It was the just latest arrest made possible by the surveillance technology that is seemingly everywhere nowadays. And it involved not just GPS but surveillance video and traffic-camera imagery.

Carlesha Freeland-Gaither, 22, was resting at her mother’s home in Philadelphia after a three-day ordeal that ended in Jessup, Md., Wednesday when federal agents surrounded the car and seized her alleged kidnapper.

Delvin Barnes, 37, was jailed on unrelated charges he abducted and attempted to kill a 16-year-old Virginia girl.

“Carlesha is a very resilient and tough young woman,” Philadelphia police Inspector James Kelly said. “She resisted to the best of her abilities.” He said her family told police she is doing well but “needs some time and space to heal.”

Law enforcement officials got their big break when they saw the used-car dealer’s name on a traffic-camera image of Barnes’ vehicle and asked the dealership to turn on the GPS unit, said sheriff’s Capt. Jayson Crawley of Charles City County, Va.

RECORD EXCERPTS:
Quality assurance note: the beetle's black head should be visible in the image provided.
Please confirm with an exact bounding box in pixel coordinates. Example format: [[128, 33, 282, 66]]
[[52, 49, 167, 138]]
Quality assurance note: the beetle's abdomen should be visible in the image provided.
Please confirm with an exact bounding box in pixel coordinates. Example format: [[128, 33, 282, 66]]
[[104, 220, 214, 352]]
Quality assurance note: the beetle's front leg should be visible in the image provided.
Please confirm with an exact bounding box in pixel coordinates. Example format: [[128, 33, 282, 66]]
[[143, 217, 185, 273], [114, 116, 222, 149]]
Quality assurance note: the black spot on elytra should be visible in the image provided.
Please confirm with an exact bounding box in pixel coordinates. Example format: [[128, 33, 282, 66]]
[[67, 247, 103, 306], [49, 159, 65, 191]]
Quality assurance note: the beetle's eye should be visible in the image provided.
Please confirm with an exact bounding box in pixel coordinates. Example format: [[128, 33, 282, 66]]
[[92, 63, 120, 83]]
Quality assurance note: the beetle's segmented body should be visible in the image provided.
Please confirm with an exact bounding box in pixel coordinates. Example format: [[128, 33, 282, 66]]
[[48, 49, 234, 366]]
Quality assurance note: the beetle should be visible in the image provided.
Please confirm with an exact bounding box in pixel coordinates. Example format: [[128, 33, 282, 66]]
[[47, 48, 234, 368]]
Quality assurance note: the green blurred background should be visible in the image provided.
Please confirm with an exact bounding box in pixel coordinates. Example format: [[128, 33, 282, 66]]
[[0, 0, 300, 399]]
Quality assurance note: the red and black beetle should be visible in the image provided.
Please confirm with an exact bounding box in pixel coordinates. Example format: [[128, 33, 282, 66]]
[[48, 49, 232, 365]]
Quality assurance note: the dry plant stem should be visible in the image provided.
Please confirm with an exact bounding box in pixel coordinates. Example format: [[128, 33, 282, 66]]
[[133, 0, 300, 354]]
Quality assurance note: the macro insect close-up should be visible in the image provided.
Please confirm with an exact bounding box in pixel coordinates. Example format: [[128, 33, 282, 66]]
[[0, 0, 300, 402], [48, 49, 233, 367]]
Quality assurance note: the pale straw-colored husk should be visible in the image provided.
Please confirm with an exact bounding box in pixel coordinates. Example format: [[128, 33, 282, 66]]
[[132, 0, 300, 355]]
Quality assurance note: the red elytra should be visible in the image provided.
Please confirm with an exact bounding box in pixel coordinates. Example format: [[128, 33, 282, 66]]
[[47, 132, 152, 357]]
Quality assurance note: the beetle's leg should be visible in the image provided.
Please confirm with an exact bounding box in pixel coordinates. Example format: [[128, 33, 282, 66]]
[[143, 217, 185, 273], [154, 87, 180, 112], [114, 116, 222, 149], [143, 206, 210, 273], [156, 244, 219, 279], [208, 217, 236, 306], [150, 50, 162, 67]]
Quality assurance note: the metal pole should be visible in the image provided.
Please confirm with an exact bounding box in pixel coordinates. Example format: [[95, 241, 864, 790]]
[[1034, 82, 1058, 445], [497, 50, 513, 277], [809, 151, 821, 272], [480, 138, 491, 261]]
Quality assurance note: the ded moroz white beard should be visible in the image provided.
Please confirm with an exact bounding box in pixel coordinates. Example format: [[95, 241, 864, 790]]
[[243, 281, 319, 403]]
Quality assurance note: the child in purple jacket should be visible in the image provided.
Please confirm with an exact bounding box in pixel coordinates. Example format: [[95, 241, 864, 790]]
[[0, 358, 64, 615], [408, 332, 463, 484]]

TASK OBJECTIVE:
Answer these from the news report:
1. Where was Carlesha Freeland-Gaither resting after her ordeal?
2. How old is Delvin Barnes?
3. What did law enforcement ask the used-car dealership to do?
Rely only on the news report, nothing else.

TASK SOLUTION:
1. At her mother's home in Philadelphia.
2. 37.
3. Turn on the GPS unit.